WHAT THIS TASK INVOLVES ▸ Output the data below exactly as it is, dropping the pictures from your copy.

ENTRIES PROVIDED ▸
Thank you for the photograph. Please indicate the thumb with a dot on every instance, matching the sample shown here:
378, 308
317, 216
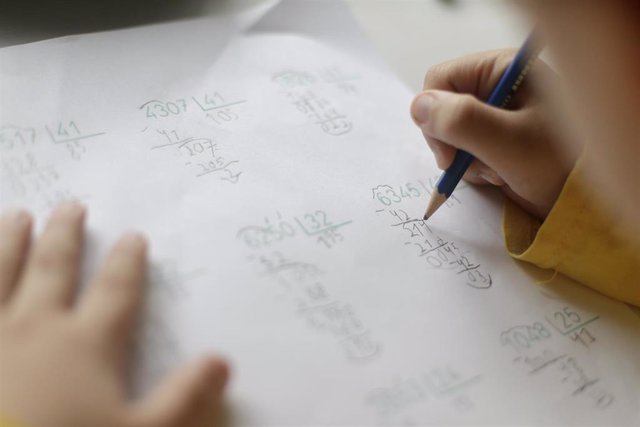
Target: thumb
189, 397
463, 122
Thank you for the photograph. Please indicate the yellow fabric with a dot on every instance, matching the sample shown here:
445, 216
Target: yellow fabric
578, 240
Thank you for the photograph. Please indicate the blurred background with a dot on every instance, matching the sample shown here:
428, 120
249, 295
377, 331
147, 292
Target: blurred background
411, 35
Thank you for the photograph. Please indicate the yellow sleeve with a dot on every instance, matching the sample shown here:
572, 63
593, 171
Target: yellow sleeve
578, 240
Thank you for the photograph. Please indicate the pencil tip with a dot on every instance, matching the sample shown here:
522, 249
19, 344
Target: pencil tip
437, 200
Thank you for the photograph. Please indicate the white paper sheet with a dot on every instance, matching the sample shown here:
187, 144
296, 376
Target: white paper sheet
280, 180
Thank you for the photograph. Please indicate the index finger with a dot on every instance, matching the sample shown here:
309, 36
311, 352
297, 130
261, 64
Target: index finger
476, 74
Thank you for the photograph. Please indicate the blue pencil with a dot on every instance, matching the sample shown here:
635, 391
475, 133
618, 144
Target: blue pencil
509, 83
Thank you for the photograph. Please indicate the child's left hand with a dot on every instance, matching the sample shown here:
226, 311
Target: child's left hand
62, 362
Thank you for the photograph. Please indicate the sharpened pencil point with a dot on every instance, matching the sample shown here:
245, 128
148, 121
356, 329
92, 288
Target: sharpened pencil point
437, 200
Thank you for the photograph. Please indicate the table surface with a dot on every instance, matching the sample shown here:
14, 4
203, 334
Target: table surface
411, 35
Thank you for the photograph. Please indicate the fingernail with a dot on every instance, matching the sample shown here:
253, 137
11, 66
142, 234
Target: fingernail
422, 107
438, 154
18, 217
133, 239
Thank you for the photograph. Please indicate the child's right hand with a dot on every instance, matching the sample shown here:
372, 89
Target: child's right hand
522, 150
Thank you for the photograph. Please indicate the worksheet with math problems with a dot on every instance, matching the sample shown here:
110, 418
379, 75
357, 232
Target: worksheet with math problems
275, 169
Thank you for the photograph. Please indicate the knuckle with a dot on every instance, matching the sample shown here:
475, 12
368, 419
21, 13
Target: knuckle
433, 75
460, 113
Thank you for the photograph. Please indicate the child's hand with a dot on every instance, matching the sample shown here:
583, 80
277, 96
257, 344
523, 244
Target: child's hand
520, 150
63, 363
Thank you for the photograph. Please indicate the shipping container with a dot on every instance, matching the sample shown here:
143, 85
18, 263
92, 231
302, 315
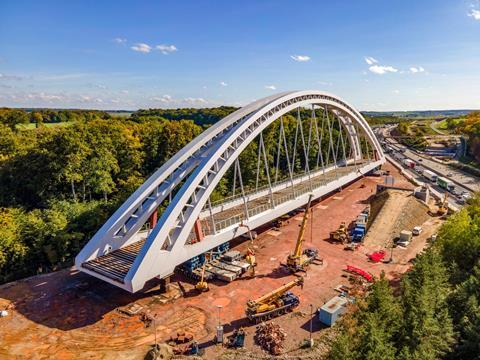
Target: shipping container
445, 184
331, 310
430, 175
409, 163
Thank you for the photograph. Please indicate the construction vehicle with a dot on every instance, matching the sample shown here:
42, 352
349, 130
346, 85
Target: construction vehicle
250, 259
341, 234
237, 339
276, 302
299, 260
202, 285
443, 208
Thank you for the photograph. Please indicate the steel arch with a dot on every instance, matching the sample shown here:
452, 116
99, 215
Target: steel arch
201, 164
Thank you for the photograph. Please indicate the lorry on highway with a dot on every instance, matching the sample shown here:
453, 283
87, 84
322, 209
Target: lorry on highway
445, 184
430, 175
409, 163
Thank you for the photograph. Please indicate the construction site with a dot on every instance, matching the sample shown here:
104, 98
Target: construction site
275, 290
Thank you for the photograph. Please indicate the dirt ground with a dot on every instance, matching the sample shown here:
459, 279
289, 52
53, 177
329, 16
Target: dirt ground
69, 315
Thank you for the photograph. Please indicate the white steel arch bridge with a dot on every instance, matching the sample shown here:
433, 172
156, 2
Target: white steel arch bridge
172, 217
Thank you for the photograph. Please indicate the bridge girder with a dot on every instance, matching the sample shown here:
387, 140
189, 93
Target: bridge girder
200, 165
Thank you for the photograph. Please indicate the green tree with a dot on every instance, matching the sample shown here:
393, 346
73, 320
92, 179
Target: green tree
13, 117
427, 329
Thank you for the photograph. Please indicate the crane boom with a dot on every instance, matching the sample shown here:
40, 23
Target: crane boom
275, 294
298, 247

RESPONSE AREA ▸
Thank you for the photograph. Please indicate the thumb with a dot on every instance, matching the sample shown here:
378, 308
317, 216
Target: thumb
189, 397
463, 122
Thank you for the photograph. Please indicate the yellow fabric with a dot on every instance, matching the sample shown here:
445, 216
Target: yellow fabric
578, 240
Thank you for the photograph. Please indicate the blurred background with a dot on every instance, matching the sample shown here:
428, 120
249, 295
377, 331
147, 292
Target: blurred background
411, 35
Thank you for the photograph. Please indicate the yellow sleeve with a dot on every instance, matching the sample shown here:
572, 63
593, 171
Target: yellow sleeve
578, 240
Thank you for the photograph. Please indicate the pencil tip with a dot on every instance, matching the sample shown here:
522, 249
19, 344
Target: pencil tip
437, 200
Thank you for the photograph. Please indicate the white paper sheet with a dot on every instance, matching the sample shown here:
187, 144
296, 376
Target: white paper sheet
280, 180
Thank you for the photograph. Please indicate the index finger with a dot on every instance, matching the sample shown here:
309, 36
311, 352
297, 130
261, 64
Target: index finger
476, 74
Thank you for the photograph. Please indicate the blue pencil with a dot on every instance, matching the sample shown here:
635, 391
475, 133
618, 144
Target: blue pencil
509, 83
Thank you for the photograph. Please indicate the child's left hand with a dot on every instance, matching the sample shown here:
226, 311
Target: child's left hand
62, 362
Thank you for the photograph. Please indicate the sharpened pencil point with a dot on every instance, matching the sample shown here:
245, 128
148, 121
356, 329
92, 288
Target: sharpened pencil point
437, 200
Thank you for the photograph. Please indicate the table surface with a dot on every instance, matching the sample shown here:
14, 4
203, 334
Target: table surface
411, 35
Thank you for the photograph. Please indicate the fingernail with a dot on every instance, matching the sample shown here:
253, 137
11, 66
142, 234
Target: fingernail
422, 107
438, 154
18, 217
133, 239
Thank you for the photograph. Please indicate the child's right hand with a dot on every instance, matching the sample shown here:
372, 89
Target: child's right hand
522, 150
Thank you for the photograph. Please indicate the worksheet with math problems with a dot on every instance, matching the sample shown here:
110, 418
379, 75
357, 232
Target: worksheet with math problems
275, 169
Thank you for the photograph. Please indicate the knuckle with a dot on every instance, matching the sample shown here:
475, 12
368, 419
21, 13
Target: knuckle
433, 75
460, 113
Thank you for the photograph. Please indicate the child's hand with a dot on every instance, matching the sample shown here:
583, 80
277, 96
257, 344
523, 244
Target: child's hand
520, 150
63, 363
Thank you for the photograph. Please indicate the shipping container with a dot on every instance, matching the sample shown here:
143, 85
18, 263
92, 231
302, 315
Target: shipping container
445, 184
331, 310
430, 175
409, 163
Thank you for the photograph. Please indicate the construction vehicle with a dot on every instance, matching the sample shown here:
42, 352
349, 130
346, 85
Target: construction vehicle
250, 259
341, 234
237, 339
276, 302
299, 260
202, 285
443, 208
Thank you for the photograph. Please indicate the steel arch with a dot on every instance, matching the sample shown here:
452, 116
99, 215
Target: steel arch
201, 164
Thank you for the photograph. Please indicate the lorry on highway with a dot on every instance, matching the sample shown here:
453, 283
87, 84
322, 209
Target: lorry on highway
445, 184
430, 175
409, 163
Thank you for the photograph. Please indicate the construction site with a dot on every instance, matching the sample shown here:
104, 98
Target: construction site
275, 290
Thank you for the photograph. Please indicate the dirt ground with a dot on every instance, matching the sample shown here:
459, 279
289, 52
53, 177
329, 16
Target: dirt ground
69, 315
Thank you for the photograph. Please indicate the white steel arch bridge with a dot on every instance, matching the sample shown here:
433, 172
156, 2
Target: white steel arch bridge
172, 217
Thank you for the photograph. Please indicate the bridge girder with a dot on every instance, matching the sample shown here:
387, 140
189, 93
Target: bridge girder
200, 165
Thank you for the photograph. Please indicate the green tree with a dot on every instance, matching the sample shown here:
393, 346
73, 320
92, 179
Target: green tree
13, 117
427, 329
Thank you for the photograph. Please indicate the crane boom with a dot on every instance, matching the sample shown here:
40, 23
Target: crane boom
275, 294
298, 247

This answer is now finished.